▶ _Texto_:
—————
Meryl Streep, algumas das ótimas frases de Margaret Thatcher e o rápido repasse histórico daquela época fazem o filme não ser um completo desperdício e, porque não dizer, revelar-se até interessante. Se você conseguir ignorar algumas teclas batidas com repetição e a ligeireza do roteiro, poderá render-se a Streep. E isso sempre vale a pena.

NOTA: 8.

OBS DE PÉ DE PÁGINA: Margaret Thatcher não foi apenas a primeira mulher a se tornar Primeira Ministra na Inglaterra – e a única, até agora. Ela foi também a figura forte de um dos principais países do mundo em uma época decisiva para a nossa história moderna. Thatcher ocupou a cadeira de Primeira Ministra entre 1979 e 1990. Certamente seria impossível, para qualquer filme, retratar com precisão os principais momentos destes 11 anos de governo dela. Mas faltou mais molho e enredo em The Iron Lady, tendo como fonte uma biografia e um tempo histórico tão determinante.

Este texto da Wikipédia, em inglês, traz mais informações sobre Margaret Thatcher do que todo o filme The Iron Lady. Para quem quiser saber um pouco mais sobre ela, é um bom ponto de partida. Aguardo o dia em que outro filme fizer mais justiça a uma personagem histórica desta grandeza. Gostaria de saber, por exemplo, dos bastidores das críticas que ela fazia à União Soviética, e a recepção que este combate tinha do outro lado – responsável por chamá-la de “dama de ferro”.

Segundo o texto da Wikipédia, como Primeira Ministra, entre outras ações, Thatcher desenvolveu uma política de desregulação, especialmente do setor financeiro, flexibilizando as regras trabalhistas, fechando e vendendo empresas estatais, e cortando subsídios dados para outras empresas. Parte destes pontos – especialmente as questões trabalhistas – são mostradas rapidamente no filme, com a consequente resistência de trabalhadores. Mas a recuperação da imagem de Thatcher não se deu apenas pela Guerra das Malvinas, em 1982.

Ainda que um conflito armado, que ressuscita a velha questão da soberania e do orgulho nacional, seja sempre um grande afrodisíaco para reeleições e para a política, a vitória da Inglaterra neste conflito justifica apenas em parte o sucesso de Thatcher para ser reeleita em 1983. As duras medidas tomadas logo que assumiu o poder começaram a surtir efeito e o país começou a registrar uma importante recuperação econômica.

Outro tema praticamente ignorado por The Iron Lady e que seria muito interessante de ter sido explorado foi a relação de Thatcher com lideranças mundiais, especialmente os Reagan. Também faltou abordar o que aconteceu com ela nos anos posteriores a ela ter deixado de ser a Primeira Ministra. Interessante como ela passou a ganhar 250 mil libras por ano para ser consultora geopolítica da companhia Philip Morris, por exemplo. (SPOILER – não leia se você não assistiu ao filme). Ficou de fora da história também os problemas que ela teve de saúde, como os derrames “suaves” sofridos em 2002 – um ano antes da morte do marido.
—————
▶ _Linhas de dados_:

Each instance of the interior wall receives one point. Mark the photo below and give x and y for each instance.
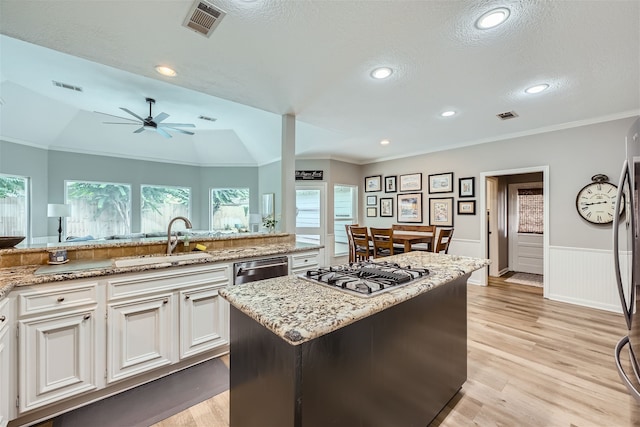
(48, 169)
(31, 162)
—————
▶ _Objetivo_: Reproduza, tal como está no texto, o trecho que começa nas palavras "Ainda que um" e vai até as palavras "importante recuperação econômica.", inclusive. Baseie-se somente no texto.

▶ _Resultado da tarefa_:
Ainda que um conflito armado, que ressuscita a velha questão da soberania e do orgulho nacional, seja sempre um grande afrodisíaco para reeleições e para a política, a vitória da Inglaterra neste conflito justifica apenas em parte o sucesso de Thatcher para ser reeleita em 1983. As duras medidas tomadas logo que assumiu o poder começaram a surtir efeito e o país começou a registrar uma importante recuperação econômica.